Find each line below that contains the string "evenodd", and copy those lines out.

Shape labeling records
..............................
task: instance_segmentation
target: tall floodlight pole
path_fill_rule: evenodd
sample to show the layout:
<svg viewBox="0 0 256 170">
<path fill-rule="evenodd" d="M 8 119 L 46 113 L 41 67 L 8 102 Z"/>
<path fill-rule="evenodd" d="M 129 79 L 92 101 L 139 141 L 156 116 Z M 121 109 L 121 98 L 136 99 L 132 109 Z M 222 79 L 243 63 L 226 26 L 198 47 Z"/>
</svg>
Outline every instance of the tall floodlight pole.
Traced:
..............................
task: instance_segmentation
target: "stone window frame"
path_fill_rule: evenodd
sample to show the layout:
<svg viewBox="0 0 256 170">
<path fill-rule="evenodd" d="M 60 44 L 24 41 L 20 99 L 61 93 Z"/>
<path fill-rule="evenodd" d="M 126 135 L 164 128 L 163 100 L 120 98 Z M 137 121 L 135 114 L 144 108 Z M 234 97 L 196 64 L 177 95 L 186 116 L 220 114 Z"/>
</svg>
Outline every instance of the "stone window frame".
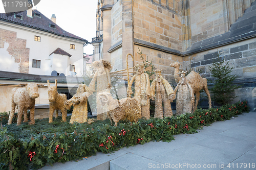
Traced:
..............................
EXERCISE ANSWER
path_fill_rule: evenodd
<path fill-rule="evenodd" d="M 8 119 L 46 113 L 41 67 L 8 102 Z"/>
<path fill-rule="evenodd" d="M 129 79 L 92 101 L 139 141 L 156 116 Z M 121 109 L 121 98 L 136 99 L 132 109 Z M 222 79 L 243 63 L 226 26 L 198 47 Z"/>
path_fill_rule: evenodd
<path fill-rule="evenodd" d="M 60 44 L 24 41 L 20 99 L 61 93 Z"/>
<path fill-rule="evenodd" d="M 126 135 L 164 128 L 163 100 L 120 98 Z M 137 121 L 135 114 L 144 108 Z M 234 97 L 196 64 L 177 95 L 186 116 L 220 114 Z"/>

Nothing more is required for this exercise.